----- Page text -----

Wednesday, September 20, 2006

Dress Your Family in Corduroy and Denim

David Sedaris has a unique gift for being simultaneously outrageously funny and deadly serious. His latest collection of essays displays more of that talent that has built him such an enthusiastic following. I listened to this one on CD, read by Sedaris, who also happens to be a great speaker. This collection includes Sedaris’s thoughts on Dutch Christmas, his accounts of problem neighbors, and more tales of his colorful brother. "Dress Your Family in Corduroy and Denim" is a must for those who are already Sedaris fans, and a great pick for those who enjoy a keen social eye and a wicked sense of humor.

Monday, September 11, 2006

Intelligence in War: Knowledge of the Enemy From Napoleon to Al-Qaeda

I listened to this in audio form, read by a narrator with one of those aged British voices that always seems to accompany all things martial. Author John Keegan traces military intelligence through history. There’s a definite Anglo centric tendency, with a great deal of attention paid to Admiral Nelson and pals. Keegan makes the case that while the public and policymakers alike see military intelligence as a pursuit of supreme importance, the cold reality of war is that might nearly always wins regardless of what each side knows. Oh, and luck plays a large role, too. Military intelligence plays, at best, a secondary role. Keegan’s arguments may or may not be compelling. Fans of military history or those interested in the theory behind espionage, though, will likely find the exploration of his chosen case studies interesting.

Blade of the Immortal -- Dreamsong

Feudal Japan has inspired a host of manga titles, and this series is one of the best I’ve seen in that genre. Makie Otono-Tachibana is a geisha who also happens to be one of the deadliest assassins in Japan. She detests her lot in life, but seeks to kill in an attempt to please her lover. In this book, Makie crosses swords with the immortal ronin Manji. It’s an interesting take on gender roles, duty and vengeance.

Saturday, September 09, 2006

A Million Little Pieces by James Frey

This is a memoir of Frey's time in rehab for severe alcohol and drug addiction. OK, so it's controversial due to Frey's admittance that he embellished the truth and changed some details. Oprah really laid into him on her show after Frey was outed by The Smoking Gun. In my humble opinion, the publisher was to blame. Frey tried to publish this originally as fiction. I think he was probably guided to the nonfiction category. Don't they have fact checkers? Anyway, I found the book to be totally compelling. I liked his style of writing and found it to be rather poetic in places. My book group read this or I might not have picked it up but I'm glad I did. It does not feel false to me and I guess it doesn't matter to me if some details have been changed. This book is not for the faint of heart. The language and descriptions are very graphic.

-----

Work order: Transcribe everything in the book reviews from "Blade of the" down to "duty and vengeance.".

----- Extracted entries -----

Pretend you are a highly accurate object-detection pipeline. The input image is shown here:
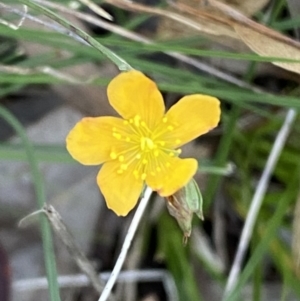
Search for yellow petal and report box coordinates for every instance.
[146,154,198,196]
[159,94,221,148]
[97,161,143,216]
[66,117,128,165]
[107,70,165,129]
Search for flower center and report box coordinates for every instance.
[110,115,181,180]
[141,137,156,152]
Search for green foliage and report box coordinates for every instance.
[0,0,300,301]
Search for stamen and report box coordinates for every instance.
[133,170,139,179]
[109,152,117,160]
[121,164,128,170]
[113,133,122,140]
[133,115,141,127]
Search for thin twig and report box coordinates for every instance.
[223,109,297,300]
[44,205,115,301]
[19,205,116,301]
[98,187,152,301]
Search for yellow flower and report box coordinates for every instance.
[67,70,220,216]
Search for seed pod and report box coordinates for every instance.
[166,179,203,244]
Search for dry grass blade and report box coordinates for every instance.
[106,0,300,74]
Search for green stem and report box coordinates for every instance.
[19,0,133,71]
[0,105,60,301]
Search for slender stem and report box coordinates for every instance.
[98,187,152,301]
[0,106,60,301]
[19,0,132,71]
[223,109,296,300]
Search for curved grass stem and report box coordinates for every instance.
[98,187,152,301]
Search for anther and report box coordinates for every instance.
[109,152,117,160]
[121,164,128,170]
[134,115,141,127]
[113,133,122,140]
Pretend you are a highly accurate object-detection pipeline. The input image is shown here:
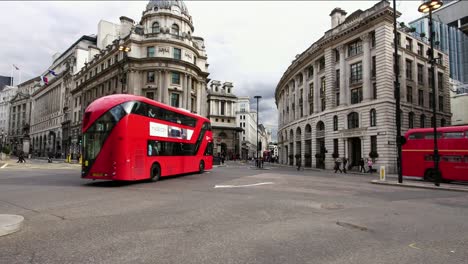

-----

Exercise solution:
Blade of the Immortal -- Dreamsong

Feudal Japan has inspired a host of manga titles, and this series is one of the best I’ve seen in that genre. Makie Otono-Tachibana is a geisha who also happens to be one of the deadliest assassins in Japan. She detests her lot in life, but seeks to kill in an attempt to please her lover. In this book, Makie crosses swords with the immortal ronin Manji. It’s an interesting take on gender roles, duty and vengeance.